### Task brief
Return the data below in full. Keep each character unchanged.

[Stored data entries]
►
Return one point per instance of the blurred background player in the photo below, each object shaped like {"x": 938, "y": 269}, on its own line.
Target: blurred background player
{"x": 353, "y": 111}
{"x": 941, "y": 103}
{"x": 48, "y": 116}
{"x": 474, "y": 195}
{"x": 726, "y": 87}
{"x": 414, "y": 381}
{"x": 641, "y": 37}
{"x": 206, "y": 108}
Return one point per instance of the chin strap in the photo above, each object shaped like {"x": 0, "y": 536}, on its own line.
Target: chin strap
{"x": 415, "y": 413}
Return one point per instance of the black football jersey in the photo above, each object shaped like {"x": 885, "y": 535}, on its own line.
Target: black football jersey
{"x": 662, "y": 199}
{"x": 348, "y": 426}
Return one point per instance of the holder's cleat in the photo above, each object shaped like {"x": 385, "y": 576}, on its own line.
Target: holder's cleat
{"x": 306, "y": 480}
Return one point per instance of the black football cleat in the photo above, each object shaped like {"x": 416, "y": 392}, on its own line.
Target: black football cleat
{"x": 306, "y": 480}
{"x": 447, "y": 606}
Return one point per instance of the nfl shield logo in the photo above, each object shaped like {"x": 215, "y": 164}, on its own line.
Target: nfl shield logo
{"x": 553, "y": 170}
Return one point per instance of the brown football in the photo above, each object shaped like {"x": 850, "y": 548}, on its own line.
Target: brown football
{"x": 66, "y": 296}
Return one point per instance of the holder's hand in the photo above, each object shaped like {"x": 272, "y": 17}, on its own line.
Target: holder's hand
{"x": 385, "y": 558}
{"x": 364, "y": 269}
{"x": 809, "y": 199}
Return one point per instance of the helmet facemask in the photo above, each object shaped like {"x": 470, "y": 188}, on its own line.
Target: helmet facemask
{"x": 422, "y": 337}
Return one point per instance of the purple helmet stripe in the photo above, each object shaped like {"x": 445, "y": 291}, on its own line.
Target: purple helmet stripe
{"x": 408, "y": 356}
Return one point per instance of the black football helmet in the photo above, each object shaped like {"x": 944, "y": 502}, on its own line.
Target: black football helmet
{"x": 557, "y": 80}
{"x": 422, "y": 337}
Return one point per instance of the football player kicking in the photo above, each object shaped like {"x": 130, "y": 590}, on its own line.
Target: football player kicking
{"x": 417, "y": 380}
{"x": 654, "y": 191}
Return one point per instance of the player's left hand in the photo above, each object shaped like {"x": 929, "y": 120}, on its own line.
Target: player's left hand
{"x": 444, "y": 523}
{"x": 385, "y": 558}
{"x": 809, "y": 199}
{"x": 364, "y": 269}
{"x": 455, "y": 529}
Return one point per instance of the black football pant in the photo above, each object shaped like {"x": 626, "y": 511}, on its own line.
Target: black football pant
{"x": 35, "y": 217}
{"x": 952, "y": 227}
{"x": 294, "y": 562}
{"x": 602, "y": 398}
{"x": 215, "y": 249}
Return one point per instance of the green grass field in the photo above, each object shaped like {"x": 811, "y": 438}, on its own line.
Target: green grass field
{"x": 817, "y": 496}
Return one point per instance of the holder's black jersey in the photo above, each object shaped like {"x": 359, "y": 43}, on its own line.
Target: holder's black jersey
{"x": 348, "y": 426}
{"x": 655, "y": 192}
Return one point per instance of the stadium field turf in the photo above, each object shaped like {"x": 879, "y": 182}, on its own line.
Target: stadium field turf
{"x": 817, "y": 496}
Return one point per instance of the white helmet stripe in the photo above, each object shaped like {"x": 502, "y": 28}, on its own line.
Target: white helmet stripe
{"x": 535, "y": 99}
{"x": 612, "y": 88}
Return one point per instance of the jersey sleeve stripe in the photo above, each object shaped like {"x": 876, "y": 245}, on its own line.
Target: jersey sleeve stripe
◄
### Result for this exercise
Return one point per instance of the blurred background player in the photo below, each object shaped like {"x": 938, "y": 269}, on its own line.
Target: blurred background player
{"x": 353, "y": 111}
{"x": 941, "y": 103}
{"x": 48, "y": 116}
{"x": 474, "y": 195}
{"x": 726, "y": 87}
{"x": 414, "y": 381}
{"x": 641, "y": 37}
{"x": 206, "y": 108}
Return one point per instance of the chin strap in the photo above, each object shaped like {"x": 0, "y": 536}, on its own line.
Target: chin strap
{"x": 415, "y": 413}
Return one point per instance of the black football jersey in the photo above, each object shaped like {"x": 885, "y": 535}, on its own line.
Target: black football jersey
{"x": 662, "y": 199}
{"x": 348, "y": 426}
Return one point per instance of the holder's cleat in the photo above, each object shaped like {"x": 385, "y": 576}, on its own line.
Target: holder's cleat
{"x": 306, "y": 480}
Return one point per instance of the black football cleat in the photo above, each object shaped like {"x": 416, "y": 392}, on its own line.
Target: black football cleat
{"x": 306, "y": 480}
{"x": 447, "y": 606}
Return one point per instance of the nfl shield logo in the photo above, each object shaped like {"x": 215, "y": 164}, on its own line.
Target: nfl shield logo
{"x": 553, "y": 170}
Return one point per instance of the brown football in the photo above, each object shaped like {"x": 850, "y": 548}, on its own line.
Target: brown football
{"x": 66, "y": 296}
Return one point per instance of the holder's hand in the photo above, each object shaped like {"x": 272, "y": 17}, on its own line.
Target: holder's hand
{"x": 385, "y": 558}
{"x": 364, "y": 269}
{"x": 809, "y": 199}
Return one point per instance of the helmet facemask in the photo above, each object shaped like {"x": 470, "y": 188}, on its own line.
Target: helmet facemask
{"x": 422, "y": 337}
Return one point per instance of the purple helmet stripe in the photo above, each object shaped like {"x": 445, "y": 291}, on its own line.
Target: purple helmet stripe
{"x": 408, "y": 356}
Return one point per instance of the black football helmet in the photo above, each object shaped like {"x": 944, "y": 502}, on its own line.
Target: black football helmet
{"x": 557, "y": 80}
{"x": 422, "y": 337}
Return one point per instance of the football player kicking in the photo above, each object shaped like {"x": 130, "y": 590}, on its own line.
Target: football player kicking
{"x": 417, "y": 380}
{"x": 654, "y": 191}
Return one point per instance of the player's left hand in the photo above, each object shaped like {"x": 929, "y": 120}, on its own line.
Target: player's left hand
{"x": 444, "y": 523}
{"x": 385, "y": 558}
{"x": 809, "y": 199}
{"x": 364, "y": 269}
{"x": 455, "y": 529}
Return one point per instance of the black football pant in the photo above, each object shaped like {"x": 626, "y": 511}, on its own line.
Target: black football pant
{"x": 35, "y": 217}
{"x": 952, "y": 227}
{"x": 294, "y": 562}
{"x": 602, "y": 398}
{"x": 215, "y": 249}
Return one point per instance of the green grass field in the photo above, each object shaped like {"x": 811, "y": 438}, on its own line.
Target: green grass field
{"x": 817, "y": 496}
Return one point per instance of the holder's black jersey in the photo above, each object shaped like {"x": 359, "y": 43}, on its own line.
Target: holder's black jersey
{"x": 348, "y": 426}
{"x": 655, "y": 192}
Return one point per instance of the stadium field turf in the photo above, each object shaped like {"x": 879, "y": 182}, on its own line.
Target: stadium field turf
{"x": 817, "y": 496}
Return one point per instance of the white helmet stripe in the photo above, each object shaped like {"x": 502, "y": 28}, on its own line.
Target: white helmet stripe
{"x": 535, "y": 99}
{"x": 612, "y": 88}
Return one point per instance of the jersey sleeve stripe in the photo above, each object shaped like {"x": 876, "y": 245}, on its own line.
Target: jersey sleeve stripe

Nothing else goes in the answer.